──────── Source passage ────────

Black History Month is right around the corner. Whether you want to find your Black roots, want to be an informed ally, or are simply curious about black history in Chicago, these places will bring you back in time and show you the most authentic narrative of black history in our beloved windy city. There are also other historical landmarks across Chicagoland.
740 E 56th Pl, Chicago, IL 60637
DuSable Museum is one of the most famous, and best places to learn about black history in Chicago if you are not sure where to get started. As the nation’s oldest independent African American museum, DuSable Museum is now officially 60 years old. With comprehensive programming, ample amount of online and offline resources for scholars and the general public alike, and a unique, personable narrative, DuSable’s rotating exhibitions, online articles, and archives have always been a treasure land for those truly wanting to learn about Chicago’s past.
As always, museums have faced some challenging times due to the pandemic. Therefore, if you enjoyed your time at DuSable Museum, don’t hesitate to check out their donation page and make a contribution.

────────

-- What to do --
1. Translate this sentence from the Chicago Black history passage into Spanish: "As the nation’s oldest independent African American museum, DuSable Museum is now officially 60 years old."
2. Reproduce the Chicago Black history passage between "740 E 56th Pl, Chicago, IL" and "make a contribution.", inclusive.
3. Answer these questions from the Chicago Black history passage.
(a) Which month is described as right around the corner?
(b) How old is DuSable Museum officially?
(c) Which DuSable Museum page are readers urged to check out?

──────── Dataset entries ────────

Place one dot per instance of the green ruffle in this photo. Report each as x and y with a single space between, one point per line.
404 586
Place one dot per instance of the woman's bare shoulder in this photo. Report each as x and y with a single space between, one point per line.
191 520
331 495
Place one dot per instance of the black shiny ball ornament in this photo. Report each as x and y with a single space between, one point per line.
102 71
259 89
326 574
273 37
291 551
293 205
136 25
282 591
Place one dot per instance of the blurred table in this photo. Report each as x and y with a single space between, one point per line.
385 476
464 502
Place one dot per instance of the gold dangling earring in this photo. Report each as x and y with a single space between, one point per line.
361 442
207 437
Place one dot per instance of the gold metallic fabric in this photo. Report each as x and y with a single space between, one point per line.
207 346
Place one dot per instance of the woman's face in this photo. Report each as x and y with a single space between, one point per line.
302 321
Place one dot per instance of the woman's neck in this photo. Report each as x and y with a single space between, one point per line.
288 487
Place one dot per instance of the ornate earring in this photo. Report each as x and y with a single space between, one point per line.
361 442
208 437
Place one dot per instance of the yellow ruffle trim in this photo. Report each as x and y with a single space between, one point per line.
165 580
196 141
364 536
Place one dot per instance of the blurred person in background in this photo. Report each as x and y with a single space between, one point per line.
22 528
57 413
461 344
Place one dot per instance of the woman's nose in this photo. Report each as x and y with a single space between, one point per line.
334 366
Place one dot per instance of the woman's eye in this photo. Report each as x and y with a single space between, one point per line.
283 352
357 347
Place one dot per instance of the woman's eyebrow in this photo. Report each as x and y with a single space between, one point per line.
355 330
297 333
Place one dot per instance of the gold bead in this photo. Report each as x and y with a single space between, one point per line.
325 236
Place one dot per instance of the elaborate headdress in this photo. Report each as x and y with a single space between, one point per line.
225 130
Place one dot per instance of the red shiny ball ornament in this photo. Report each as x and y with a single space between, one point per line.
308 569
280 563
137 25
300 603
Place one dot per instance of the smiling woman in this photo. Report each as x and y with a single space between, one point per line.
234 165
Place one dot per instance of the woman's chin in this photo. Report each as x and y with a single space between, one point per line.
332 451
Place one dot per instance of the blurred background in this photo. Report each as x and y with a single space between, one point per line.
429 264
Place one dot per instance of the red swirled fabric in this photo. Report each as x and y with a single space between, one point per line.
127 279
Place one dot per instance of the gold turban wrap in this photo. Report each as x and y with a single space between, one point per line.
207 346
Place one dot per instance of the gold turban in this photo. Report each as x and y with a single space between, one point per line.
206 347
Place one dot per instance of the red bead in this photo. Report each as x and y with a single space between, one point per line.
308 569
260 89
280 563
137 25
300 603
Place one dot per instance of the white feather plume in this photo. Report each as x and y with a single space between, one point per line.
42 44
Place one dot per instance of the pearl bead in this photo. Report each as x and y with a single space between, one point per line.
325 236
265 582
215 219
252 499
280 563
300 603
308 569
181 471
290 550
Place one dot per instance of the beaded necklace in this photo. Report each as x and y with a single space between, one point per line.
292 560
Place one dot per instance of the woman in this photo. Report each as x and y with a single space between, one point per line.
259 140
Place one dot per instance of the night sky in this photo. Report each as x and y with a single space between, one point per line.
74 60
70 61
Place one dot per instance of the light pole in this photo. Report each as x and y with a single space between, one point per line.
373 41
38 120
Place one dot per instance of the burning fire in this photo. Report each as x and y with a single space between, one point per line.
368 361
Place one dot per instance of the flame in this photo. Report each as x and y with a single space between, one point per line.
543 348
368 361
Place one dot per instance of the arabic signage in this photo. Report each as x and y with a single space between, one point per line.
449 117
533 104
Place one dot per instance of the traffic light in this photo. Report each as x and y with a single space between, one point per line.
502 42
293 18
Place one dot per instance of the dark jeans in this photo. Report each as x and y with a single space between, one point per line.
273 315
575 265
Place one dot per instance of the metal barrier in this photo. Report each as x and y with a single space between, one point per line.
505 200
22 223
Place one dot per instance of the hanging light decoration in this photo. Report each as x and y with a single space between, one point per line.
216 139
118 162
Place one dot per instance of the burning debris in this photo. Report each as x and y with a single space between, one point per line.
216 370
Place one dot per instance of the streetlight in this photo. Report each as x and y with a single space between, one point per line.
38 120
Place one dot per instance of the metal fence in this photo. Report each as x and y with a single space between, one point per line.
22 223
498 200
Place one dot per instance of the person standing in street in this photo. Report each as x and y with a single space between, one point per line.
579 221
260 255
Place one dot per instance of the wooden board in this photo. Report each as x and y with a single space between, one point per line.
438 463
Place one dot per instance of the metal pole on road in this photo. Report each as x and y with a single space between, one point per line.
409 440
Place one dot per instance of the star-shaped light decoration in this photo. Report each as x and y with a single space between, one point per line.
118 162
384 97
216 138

────────

-- List of answers --
1. Como el museo afroamericano independiente más antiguo del país, el Museo DuSable ya tiene oficialmente 60 años.

2.
740 E 56th Pl, Chicago, IL 60637
DuSable Museum is one of the most famous, and best places to learn about black history in Chicago if you are not sure where to get started. As the nation’s oldest independent African American museum, DuSable Museum is now officially 60 years old. With comprehensive programming, ample amount of online and offline resources for scholars and the general public alike, and a unique, personable narrative, DuSable’s rotating exhibitions, online articles, and archives have always been a treasure land for those truly wanting to learn about Chicago’s past.
As always, museums have faced some challenging times due to the pandemic. Therefore, if you enjoyed your time at DuSable Museum, don’t hesitate to check out their donation page and make a contribution.

3.
(a) Black History Month
(b) 60 years old
(c) Their donation page